--- Listing ---

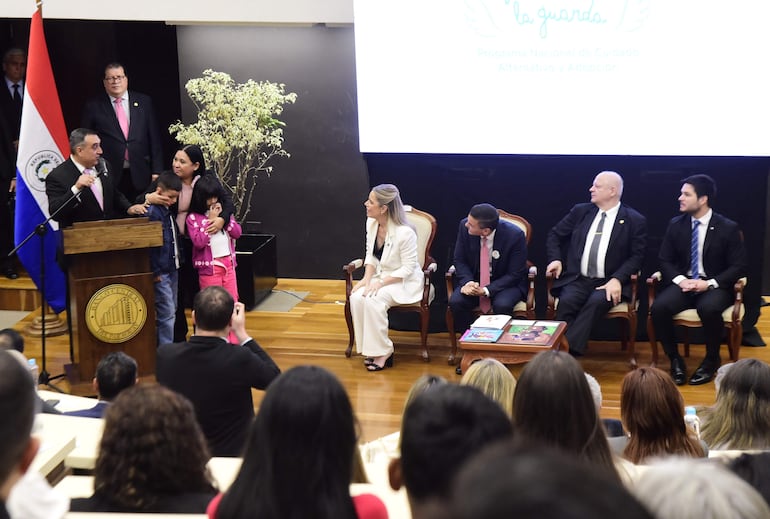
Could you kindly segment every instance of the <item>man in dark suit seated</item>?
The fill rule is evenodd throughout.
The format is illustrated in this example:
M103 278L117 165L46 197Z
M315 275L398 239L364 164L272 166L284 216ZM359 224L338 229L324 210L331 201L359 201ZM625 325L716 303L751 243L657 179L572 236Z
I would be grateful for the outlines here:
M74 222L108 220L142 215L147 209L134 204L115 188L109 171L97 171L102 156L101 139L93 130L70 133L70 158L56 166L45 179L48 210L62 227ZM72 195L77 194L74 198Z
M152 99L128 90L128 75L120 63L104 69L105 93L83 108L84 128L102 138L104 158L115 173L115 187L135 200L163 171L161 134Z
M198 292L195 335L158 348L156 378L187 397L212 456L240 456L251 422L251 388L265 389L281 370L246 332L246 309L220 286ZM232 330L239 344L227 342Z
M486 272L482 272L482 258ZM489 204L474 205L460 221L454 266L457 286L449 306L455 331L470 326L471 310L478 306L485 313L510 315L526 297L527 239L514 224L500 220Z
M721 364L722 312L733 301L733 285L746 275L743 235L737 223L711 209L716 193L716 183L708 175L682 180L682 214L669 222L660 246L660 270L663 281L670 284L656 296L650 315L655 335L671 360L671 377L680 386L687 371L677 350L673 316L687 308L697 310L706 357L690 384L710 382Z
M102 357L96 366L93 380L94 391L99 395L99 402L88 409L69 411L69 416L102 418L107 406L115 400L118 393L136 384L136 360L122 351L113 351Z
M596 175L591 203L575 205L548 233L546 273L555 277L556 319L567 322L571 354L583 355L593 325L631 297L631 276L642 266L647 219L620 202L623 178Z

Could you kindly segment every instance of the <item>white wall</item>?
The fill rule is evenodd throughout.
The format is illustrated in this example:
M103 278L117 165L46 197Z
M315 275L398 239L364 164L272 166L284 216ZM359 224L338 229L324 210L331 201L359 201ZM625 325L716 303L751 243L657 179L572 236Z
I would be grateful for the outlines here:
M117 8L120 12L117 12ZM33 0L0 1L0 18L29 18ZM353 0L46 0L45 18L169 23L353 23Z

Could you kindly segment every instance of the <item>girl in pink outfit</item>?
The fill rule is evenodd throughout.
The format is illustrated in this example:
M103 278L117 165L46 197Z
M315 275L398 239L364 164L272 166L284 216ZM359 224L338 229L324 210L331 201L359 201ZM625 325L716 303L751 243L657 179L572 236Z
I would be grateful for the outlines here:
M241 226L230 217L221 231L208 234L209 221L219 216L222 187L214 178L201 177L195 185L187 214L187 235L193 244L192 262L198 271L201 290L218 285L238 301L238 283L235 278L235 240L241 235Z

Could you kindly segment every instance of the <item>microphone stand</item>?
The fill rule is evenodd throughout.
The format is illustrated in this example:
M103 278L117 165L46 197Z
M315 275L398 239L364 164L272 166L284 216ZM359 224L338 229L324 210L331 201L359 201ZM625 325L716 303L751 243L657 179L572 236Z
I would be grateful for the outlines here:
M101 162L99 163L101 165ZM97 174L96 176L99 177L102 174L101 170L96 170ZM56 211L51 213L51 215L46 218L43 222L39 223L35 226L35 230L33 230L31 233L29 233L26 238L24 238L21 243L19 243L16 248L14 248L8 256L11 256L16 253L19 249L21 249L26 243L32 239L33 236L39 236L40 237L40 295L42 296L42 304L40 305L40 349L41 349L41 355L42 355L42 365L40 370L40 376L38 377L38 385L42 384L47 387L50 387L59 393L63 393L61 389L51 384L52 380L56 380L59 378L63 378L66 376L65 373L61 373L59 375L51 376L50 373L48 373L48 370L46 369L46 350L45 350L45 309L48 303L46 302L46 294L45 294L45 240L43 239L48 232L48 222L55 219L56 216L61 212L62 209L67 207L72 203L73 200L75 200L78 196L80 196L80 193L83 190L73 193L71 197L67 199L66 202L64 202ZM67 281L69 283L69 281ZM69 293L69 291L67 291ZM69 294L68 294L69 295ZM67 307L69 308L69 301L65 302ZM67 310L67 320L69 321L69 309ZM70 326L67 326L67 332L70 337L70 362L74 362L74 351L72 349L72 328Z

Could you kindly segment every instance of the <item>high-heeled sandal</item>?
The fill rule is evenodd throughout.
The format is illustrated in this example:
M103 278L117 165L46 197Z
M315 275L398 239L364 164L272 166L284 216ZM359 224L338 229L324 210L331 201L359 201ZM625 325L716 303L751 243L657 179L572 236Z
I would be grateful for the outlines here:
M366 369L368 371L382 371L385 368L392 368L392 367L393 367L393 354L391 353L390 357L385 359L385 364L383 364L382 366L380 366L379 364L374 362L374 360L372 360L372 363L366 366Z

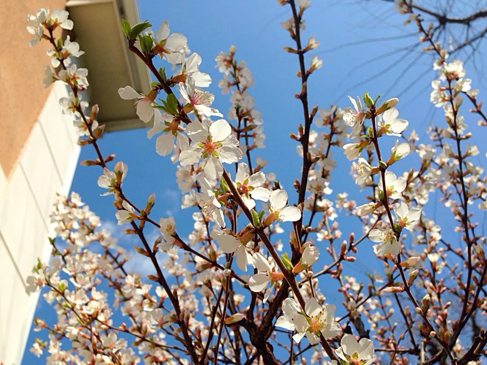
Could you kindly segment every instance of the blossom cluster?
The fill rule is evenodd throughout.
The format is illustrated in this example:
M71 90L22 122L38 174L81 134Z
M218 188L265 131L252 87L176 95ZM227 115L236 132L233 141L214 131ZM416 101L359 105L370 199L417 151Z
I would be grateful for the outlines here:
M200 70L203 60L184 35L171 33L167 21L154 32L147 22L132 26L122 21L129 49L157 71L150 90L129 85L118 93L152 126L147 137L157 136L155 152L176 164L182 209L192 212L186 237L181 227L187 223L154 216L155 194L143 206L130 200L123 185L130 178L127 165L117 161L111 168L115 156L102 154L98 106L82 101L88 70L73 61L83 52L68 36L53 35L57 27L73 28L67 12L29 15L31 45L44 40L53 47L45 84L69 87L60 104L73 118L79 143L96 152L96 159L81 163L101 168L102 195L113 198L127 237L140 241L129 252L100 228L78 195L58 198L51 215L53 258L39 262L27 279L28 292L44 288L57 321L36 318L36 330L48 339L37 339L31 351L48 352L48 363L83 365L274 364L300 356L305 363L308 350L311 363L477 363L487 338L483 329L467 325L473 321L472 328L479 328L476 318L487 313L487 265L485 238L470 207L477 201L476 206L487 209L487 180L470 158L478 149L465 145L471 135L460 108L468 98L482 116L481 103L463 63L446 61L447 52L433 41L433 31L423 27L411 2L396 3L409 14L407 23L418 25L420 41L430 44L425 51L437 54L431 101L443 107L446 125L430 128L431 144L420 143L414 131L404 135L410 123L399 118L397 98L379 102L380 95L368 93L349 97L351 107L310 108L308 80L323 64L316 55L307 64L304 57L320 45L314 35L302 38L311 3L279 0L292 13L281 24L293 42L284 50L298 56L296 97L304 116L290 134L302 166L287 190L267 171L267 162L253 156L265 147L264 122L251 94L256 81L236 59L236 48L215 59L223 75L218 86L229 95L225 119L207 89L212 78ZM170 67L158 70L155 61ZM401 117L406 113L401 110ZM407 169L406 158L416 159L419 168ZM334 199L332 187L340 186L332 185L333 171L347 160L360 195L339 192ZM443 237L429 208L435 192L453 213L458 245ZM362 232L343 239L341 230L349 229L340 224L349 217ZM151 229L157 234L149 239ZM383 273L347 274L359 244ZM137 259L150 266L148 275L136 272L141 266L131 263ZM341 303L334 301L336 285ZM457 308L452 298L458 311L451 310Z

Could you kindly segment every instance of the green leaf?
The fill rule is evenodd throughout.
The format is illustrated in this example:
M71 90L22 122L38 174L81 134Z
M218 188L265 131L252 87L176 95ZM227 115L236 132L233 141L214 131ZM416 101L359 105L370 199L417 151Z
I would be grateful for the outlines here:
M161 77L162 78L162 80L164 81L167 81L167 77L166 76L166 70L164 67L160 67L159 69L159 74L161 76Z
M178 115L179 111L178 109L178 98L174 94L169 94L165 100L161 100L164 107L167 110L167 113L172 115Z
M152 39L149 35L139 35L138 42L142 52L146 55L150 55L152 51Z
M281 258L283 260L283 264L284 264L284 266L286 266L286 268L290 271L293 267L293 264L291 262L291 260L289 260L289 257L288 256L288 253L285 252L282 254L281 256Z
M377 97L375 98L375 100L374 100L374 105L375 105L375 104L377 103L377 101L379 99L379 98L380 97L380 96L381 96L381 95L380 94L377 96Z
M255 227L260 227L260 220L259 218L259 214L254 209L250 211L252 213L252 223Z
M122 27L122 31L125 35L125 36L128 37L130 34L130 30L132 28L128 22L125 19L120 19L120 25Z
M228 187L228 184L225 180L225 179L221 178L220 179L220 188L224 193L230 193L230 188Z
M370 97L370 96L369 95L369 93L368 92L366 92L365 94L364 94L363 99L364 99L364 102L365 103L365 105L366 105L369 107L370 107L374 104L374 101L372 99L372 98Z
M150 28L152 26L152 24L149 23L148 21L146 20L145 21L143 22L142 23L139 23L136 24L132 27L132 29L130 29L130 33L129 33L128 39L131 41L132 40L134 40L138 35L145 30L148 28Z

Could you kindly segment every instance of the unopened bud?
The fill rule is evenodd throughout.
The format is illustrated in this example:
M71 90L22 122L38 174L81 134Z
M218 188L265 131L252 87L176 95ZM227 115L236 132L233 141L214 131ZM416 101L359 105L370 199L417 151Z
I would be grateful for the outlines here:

---
--- Listing ---

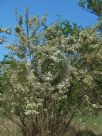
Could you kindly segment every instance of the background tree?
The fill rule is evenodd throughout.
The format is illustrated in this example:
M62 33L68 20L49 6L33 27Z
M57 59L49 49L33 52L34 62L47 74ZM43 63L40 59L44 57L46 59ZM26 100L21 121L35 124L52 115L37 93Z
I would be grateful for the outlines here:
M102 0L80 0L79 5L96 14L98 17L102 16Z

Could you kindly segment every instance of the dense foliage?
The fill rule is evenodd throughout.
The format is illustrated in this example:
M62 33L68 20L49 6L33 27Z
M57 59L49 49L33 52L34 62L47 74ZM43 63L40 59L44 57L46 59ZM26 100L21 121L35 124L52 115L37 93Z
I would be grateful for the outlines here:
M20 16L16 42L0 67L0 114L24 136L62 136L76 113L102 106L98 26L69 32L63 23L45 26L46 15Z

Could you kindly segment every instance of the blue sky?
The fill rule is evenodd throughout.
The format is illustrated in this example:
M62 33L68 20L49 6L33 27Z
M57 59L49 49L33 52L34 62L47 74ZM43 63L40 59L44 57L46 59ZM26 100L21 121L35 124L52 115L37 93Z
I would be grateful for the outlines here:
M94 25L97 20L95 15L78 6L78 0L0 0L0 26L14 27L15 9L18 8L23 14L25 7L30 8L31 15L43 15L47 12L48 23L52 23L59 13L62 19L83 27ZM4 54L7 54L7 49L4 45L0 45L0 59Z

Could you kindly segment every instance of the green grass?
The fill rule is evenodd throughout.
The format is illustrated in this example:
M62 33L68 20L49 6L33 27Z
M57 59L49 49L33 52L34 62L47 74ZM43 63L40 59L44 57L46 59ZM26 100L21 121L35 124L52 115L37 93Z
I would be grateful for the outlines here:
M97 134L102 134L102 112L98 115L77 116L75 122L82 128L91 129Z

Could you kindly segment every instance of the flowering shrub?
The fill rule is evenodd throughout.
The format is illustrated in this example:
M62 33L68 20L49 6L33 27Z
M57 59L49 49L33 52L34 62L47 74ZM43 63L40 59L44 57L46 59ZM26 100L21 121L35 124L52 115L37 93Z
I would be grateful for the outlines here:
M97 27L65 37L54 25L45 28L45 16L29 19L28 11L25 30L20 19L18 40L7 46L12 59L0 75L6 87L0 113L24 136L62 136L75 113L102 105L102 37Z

---
--- Listing ---

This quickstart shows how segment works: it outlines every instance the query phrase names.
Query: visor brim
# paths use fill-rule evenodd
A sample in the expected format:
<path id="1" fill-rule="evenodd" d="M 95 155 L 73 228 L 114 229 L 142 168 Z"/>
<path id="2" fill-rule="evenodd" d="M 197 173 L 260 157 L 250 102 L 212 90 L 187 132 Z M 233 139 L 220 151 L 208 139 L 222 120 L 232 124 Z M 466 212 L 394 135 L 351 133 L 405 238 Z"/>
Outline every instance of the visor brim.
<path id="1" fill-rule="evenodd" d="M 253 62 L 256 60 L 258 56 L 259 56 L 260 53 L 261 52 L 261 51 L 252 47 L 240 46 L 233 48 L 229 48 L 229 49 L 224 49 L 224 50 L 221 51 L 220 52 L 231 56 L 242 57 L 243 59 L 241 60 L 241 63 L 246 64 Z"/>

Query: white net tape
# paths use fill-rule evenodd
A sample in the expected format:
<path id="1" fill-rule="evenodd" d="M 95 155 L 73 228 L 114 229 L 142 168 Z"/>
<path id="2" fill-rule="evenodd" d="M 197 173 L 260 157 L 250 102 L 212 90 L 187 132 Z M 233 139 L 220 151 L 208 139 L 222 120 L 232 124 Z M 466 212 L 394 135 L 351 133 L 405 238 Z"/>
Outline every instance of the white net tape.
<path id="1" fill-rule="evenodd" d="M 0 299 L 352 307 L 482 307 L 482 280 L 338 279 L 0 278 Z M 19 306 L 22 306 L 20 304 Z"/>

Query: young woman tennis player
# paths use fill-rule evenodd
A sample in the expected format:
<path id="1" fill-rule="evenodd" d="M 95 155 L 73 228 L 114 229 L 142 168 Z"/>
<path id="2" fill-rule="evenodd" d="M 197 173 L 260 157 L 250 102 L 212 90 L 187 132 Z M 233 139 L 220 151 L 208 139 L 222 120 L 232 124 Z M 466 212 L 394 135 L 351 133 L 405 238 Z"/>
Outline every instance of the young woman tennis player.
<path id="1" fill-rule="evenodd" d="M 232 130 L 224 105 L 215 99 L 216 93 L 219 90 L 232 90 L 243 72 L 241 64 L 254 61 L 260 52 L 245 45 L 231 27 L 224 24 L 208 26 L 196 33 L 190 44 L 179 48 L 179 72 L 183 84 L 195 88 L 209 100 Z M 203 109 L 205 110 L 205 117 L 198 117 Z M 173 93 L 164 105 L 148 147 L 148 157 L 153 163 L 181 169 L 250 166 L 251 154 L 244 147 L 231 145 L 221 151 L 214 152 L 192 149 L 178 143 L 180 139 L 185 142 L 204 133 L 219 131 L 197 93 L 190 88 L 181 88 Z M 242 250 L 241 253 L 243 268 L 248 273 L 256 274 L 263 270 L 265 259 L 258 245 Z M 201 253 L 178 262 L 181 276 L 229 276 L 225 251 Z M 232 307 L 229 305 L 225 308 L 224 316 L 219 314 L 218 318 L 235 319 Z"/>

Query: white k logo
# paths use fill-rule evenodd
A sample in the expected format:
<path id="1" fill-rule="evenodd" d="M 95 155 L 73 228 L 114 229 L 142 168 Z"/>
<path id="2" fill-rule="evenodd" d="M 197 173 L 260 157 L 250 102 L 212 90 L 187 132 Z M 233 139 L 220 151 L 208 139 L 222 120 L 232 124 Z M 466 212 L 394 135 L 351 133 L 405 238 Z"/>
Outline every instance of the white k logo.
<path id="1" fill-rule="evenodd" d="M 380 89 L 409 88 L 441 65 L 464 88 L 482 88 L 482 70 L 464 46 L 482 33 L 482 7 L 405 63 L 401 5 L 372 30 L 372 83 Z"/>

---

## What you have to do
Write out again the part that opens with the line containing "Query: white net tape" and closes with the line containing "0 299 L 352", putting "white net strap" wherever "white net tape" appears and leaving everything else the same.

## Answer below
Query: white net strap
# paths use fill-rule evenodd
A sample in the expected format:
<path id="1" fill-rule="evenodd" d="M 95 155 L 73 228 L 114 229 L 142 168 Z"/>
<path id="2" fill-rule="evenodd" d="M 197 173 L 260 157 L 250 102 L 212 90 L 187 132 Z M 233 139 L 220 151 L 208 139 L 222 120 L 232 124 Z M 466 212 L 394 135 L 351 133 L 405 238 Z"/>
Outline every instance of the white net strap.
<path id="1" fill-rule="evenodd" d="M 0 299 L 352 307 L 482 307 L 482 280 L 338 279 L 0 278 Z M 19 306 L 22 306 L 20 304 Z"/>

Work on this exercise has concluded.